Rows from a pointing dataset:
┏━━

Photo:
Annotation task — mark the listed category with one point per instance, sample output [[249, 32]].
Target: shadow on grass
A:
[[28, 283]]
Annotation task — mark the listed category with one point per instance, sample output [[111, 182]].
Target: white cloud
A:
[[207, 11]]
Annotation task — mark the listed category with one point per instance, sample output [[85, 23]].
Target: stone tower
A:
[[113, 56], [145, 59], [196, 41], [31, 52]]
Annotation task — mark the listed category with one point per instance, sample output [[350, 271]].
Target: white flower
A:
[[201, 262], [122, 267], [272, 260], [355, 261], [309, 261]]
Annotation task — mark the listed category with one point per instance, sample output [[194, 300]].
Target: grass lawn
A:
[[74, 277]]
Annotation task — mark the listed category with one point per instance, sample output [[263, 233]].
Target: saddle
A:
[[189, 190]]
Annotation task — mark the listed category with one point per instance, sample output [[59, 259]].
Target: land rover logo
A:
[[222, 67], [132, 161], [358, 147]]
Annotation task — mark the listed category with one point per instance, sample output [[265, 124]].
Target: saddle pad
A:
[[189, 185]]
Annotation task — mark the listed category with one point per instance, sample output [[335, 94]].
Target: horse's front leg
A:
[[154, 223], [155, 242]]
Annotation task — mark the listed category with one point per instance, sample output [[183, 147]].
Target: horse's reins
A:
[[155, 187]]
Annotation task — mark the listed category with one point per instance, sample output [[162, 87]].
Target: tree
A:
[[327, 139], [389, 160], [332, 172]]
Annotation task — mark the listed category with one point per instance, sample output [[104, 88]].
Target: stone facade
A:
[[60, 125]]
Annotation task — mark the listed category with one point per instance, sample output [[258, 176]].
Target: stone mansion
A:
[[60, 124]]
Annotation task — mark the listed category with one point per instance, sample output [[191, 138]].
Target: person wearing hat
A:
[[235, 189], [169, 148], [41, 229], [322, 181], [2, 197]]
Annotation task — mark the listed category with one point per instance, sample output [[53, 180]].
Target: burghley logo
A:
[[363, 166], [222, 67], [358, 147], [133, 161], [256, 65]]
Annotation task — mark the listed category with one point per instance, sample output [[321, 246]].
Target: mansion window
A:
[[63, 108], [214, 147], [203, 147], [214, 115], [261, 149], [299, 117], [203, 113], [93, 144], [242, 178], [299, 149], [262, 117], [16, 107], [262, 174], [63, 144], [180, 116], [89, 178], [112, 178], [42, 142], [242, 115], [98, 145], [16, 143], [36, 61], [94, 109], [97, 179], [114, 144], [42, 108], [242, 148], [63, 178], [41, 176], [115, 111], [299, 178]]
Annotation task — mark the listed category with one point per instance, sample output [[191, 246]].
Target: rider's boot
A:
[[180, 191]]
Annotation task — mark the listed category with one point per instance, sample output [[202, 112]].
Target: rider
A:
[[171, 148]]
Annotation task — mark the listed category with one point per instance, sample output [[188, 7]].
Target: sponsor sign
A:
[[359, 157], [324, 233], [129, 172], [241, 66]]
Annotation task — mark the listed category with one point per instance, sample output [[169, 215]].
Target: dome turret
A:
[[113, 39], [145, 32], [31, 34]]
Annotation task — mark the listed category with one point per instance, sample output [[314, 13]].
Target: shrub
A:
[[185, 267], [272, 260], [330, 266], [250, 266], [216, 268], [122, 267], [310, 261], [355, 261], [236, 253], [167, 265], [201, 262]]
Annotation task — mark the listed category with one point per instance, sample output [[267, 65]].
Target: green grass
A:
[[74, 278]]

┗━━

Exercise
Please rewrite the items between the line holding "output [[263, 233]]." and the line holding "[[327, 139], [389, 160], [332, 172]]", inclusive, raising every coordinate in their answers by 72. Reproduce the item wording unchanged, including its sample output points.

In response
Annotation task — mark the listed category with one point per instance, sample output [[263, 233]].
Target: saddle
A:
[[261, 262]]
Annotation task — mark the listed category with one point per instance, sample output [[59, 259]].
Target: land rover logo
A:
[[294, 139], [204, 233], [430, 219]]
Annotation task — mark the listed category with one point per instance, sample output [[265, 124]].
Target: saddle pad
A:
[[261, 257]]
Annotation task — mark the listed category with one point per instance, sample output [[335, 94]].
Target: horse's front leg
A:
[[226, 295], [227, 314]]
Annotation task — mark the listed category with one point per instance, sample output [[183, 147]].
Target: horse's reins
A:
[[227, 259]]
Annotation task — mark the listed category with one point per instance, sample output [[162, 87]].
Target: tree
A:
[[399, 211], [461, 232], [404, 244]]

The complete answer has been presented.